Records shown —
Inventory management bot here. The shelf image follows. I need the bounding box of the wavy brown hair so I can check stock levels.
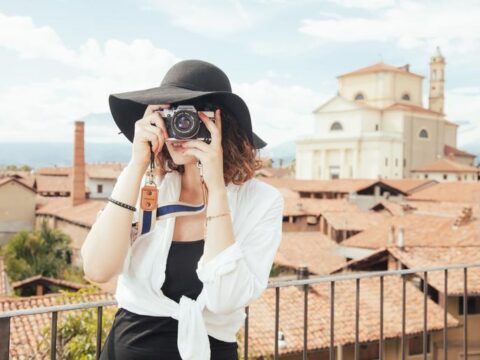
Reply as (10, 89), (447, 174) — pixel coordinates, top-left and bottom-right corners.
(155, 98), (263, 185)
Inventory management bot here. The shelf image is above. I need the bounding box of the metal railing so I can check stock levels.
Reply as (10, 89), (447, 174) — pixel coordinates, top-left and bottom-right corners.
(0, 263), (480, 360)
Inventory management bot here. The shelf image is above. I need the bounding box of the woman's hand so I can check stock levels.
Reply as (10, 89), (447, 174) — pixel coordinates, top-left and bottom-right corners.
(182, 109), (225, 191)
(131, 104), (170, 168)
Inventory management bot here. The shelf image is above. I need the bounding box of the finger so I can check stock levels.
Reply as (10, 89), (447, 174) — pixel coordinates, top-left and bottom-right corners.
(140, 129), (162, 152)
(198, 111), (221, 146)
(148, 112), (168, 139)
(144, 104), (170, 116)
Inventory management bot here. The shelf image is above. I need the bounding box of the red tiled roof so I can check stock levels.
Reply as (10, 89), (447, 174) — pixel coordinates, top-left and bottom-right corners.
(274, 231), (345, 275)
(36, 197), (107, 227)
(443, 144), (477, 158)
(337, 62), (423, 78)
(342, 213), (480, 249)
(411, 158), (480, 173)
(389, 246), (480, 296)
(408, 181), (480, 204)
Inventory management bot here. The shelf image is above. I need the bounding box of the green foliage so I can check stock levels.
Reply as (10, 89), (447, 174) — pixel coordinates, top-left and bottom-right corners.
(39, 285), (118, 360)
(1, 220), (85, 296)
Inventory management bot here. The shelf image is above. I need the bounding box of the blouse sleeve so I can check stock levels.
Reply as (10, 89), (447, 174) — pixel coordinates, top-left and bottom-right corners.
(196, 191), (284, 313)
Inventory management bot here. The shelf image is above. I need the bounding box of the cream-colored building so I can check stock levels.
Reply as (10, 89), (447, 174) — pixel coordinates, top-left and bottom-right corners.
(296, 48), (472, 180)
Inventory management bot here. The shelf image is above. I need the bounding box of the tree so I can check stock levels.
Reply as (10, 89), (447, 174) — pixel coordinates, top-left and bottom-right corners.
(1, 220), (84, 296)
(37, 285), (118, 360)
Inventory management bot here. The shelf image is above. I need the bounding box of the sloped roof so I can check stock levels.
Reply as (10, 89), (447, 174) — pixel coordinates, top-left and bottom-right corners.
(274, 231), (345, 275)
(239, 276), (459, 356)
(408, 181), (480, 204)
(411, 158), (480, 173)
(337, 62), (424, 79)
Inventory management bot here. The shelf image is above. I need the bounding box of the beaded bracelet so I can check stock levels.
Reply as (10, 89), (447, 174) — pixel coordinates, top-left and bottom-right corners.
(108, 197), (137, 211)
(206, 212), (230, 221)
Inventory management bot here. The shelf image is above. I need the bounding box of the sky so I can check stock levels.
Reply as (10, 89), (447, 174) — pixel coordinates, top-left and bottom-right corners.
(0, 0), (480, 147)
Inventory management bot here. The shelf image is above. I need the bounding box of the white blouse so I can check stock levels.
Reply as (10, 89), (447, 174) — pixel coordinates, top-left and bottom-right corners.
(86, 167), (284, 360)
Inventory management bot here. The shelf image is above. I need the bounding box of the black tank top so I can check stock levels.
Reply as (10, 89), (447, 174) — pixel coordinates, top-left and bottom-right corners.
(100, 239), (238, 360)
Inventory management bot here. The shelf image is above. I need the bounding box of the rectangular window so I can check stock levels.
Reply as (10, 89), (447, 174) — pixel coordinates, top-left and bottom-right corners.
(458, 296), (480, 315)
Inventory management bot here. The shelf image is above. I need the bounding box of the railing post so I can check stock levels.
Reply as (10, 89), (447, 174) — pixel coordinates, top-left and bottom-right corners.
(50, 311), (58, 360)
(95, 306), (103, 360)
(243, 306), (249, 360)
(0, 317), (11, 360)
(275, 286), (280, 360)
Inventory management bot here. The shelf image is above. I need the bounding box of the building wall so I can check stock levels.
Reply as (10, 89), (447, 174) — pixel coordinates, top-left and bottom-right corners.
(413, 172), (478, 182)
(338, 72), (422, 108)
(0, 181), (36, 246)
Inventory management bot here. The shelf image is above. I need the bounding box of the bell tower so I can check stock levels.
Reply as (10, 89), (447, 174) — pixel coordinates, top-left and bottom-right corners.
(428, 46), (445, 114)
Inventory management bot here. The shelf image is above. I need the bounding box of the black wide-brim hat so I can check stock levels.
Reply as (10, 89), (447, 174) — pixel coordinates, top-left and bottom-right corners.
(108, 59), (267, 149)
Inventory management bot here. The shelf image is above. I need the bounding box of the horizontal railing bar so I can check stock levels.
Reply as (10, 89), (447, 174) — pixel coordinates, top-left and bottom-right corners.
(0, 263), (480, 318)
(267, 263), (480, 288)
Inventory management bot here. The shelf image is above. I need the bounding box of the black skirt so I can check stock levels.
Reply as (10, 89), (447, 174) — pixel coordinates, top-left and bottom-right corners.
(100, 239), (238, 360)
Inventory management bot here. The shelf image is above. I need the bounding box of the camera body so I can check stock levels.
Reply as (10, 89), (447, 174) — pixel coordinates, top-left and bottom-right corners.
(158, 105), (215, 143)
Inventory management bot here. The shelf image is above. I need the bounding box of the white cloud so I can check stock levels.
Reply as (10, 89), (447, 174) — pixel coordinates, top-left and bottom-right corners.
(233, 79), (328, 145)
(0, 14), (180, 141)
(0, 11), (323, 145)
(299, 0), (480, 55)
(328, 0), (395, 10)
(0, 13), (74, 61)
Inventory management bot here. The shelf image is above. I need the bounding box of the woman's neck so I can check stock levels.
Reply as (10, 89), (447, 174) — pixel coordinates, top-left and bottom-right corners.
(182, 162), (202, 194)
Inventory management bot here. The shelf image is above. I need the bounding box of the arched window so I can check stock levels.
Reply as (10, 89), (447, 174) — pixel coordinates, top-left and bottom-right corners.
(330, 121), (343, 131)
(418, 129), (428, 139)
(355, 93), (365, 100)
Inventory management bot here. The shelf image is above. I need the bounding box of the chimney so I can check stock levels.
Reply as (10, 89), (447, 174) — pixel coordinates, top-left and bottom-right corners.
(387, 225), (395, 247)
(71, 121), (86, 206)
(297, 202), (303, 211)
(397, 226), (405, 251)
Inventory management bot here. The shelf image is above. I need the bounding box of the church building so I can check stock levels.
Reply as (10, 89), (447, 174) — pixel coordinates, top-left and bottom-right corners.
(296, 47), (474, 180)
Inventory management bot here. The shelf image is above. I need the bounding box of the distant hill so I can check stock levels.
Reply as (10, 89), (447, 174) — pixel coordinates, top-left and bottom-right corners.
(0, 113), (480, 168)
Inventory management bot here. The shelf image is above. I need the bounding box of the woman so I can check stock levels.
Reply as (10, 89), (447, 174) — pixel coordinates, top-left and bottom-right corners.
(81, 60), (283, 360)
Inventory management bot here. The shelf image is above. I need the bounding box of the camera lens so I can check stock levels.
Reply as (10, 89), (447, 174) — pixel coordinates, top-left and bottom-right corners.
(177, 114), (193, 131)
(172, 111), (200, 138)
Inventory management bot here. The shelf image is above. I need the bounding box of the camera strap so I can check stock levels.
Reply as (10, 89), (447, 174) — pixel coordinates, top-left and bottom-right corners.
(133, 152), (208, 235)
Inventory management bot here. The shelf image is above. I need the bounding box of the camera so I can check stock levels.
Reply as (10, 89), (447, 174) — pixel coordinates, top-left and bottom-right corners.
(158, 105), (215, 143)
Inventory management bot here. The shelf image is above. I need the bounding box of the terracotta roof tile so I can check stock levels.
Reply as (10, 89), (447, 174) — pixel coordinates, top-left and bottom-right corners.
(342, 214), (480, 249)
(443, 144), (477, 158)
(37, 197), (107, 227)
(337, 62), (423, 78)
(408, 181), (480, 204)
(239, 276), (459, 356)
(411, 158), (480, 173)
(388, 246), (480, 296)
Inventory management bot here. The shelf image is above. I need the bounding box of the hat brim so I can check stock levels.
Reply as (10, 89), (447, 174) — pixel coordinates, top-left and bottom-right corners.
(108, 85), (267, 149)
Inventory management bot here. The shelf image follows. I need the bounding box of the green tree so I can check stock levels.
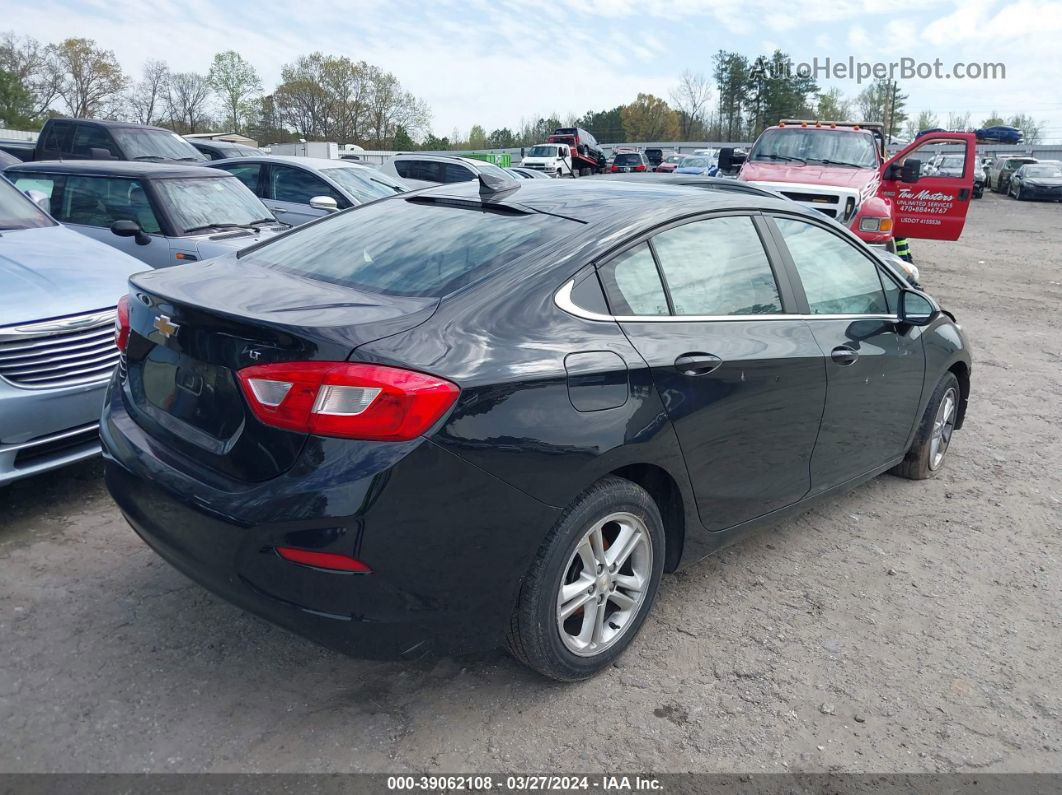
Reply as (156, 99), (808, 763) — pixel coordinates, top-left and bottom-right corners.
(207, 50), (262, 133)
(712, 50), (750, 141)
(46, 38), (129, 119)
(468, 124), (486, 149)
(620, 93), (679, 141)
(815, 88), (852, 121)
(0, 70), (36, 129)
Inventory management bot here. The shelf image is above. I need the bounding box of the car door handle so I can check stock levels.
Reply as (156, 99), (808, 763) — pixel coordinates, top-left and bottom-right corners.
(674, 353), (723, 376)
(829, 345), (859, 367)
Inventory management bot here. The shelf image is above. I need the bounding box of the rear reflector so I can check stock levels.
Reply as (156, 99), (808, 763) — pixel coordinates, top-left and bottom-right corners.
(276, 547), (372, 574)
(236, 362), (461, 442)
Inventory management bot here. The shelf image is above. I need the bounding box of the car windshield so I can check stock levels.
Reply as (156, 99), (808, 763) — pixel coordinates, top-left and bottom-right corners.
(110, 127), (207, 160)
(155, 176), (273, 234)
(1022, 166), (1062, 177)
(321, 167), (409, 204)
(240, 198), (579, 297)
(749, 127), (878, 169)
(0, 177), (55, 232)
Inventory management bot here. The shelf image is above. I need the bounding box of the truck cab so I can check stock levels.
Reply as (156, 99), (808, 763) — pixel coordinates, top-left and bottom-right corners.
(520, 143), (575, 176)
(723, 120), (979, 250)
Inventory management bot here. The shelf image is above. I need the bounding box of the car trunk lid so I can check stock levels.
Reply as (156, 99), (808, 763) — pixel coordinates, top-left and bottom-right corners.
(124, 257), (438, 481)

Exercise — Reproduce the records word for word, starting at the line containing "windshield so I can check stock levels." and continuing to the last line of the records, both included.

Output —
Inventory management bot here. The shelf image is above. I need the bounding box of the car windshield so I can check stock levels.
Reply as (156, 99), (808, 763) — pixel coordinates, top-left and bottom-right corners.
(110, 127), (207, 160)
(155, 176), (273, 234)
(1022, 166), (1062, 177)
(321, 167), (409, 204)
(240, 198), (579, 297)
(749, 127), (878, 169)
(0, 177), (55, 232)
Inventory management bot here. The shelf image is above. I need the bounding box of the truck cab so I can check stock levels.
Reply as (156, 99), (808, 763) — pixel coordinates, top-left and bottom-right corners.
(520, 143), (575, 176)
(723, 120), (979, 250)
Inventory management bot here. The shelf image is above. I need the bounding box of the car trunk lid so I can check stock levels.
Reply as (156, 99), (808, 763) — pixel coordinates, top-left and bottom-right corners.
(124, 257), (438, 481)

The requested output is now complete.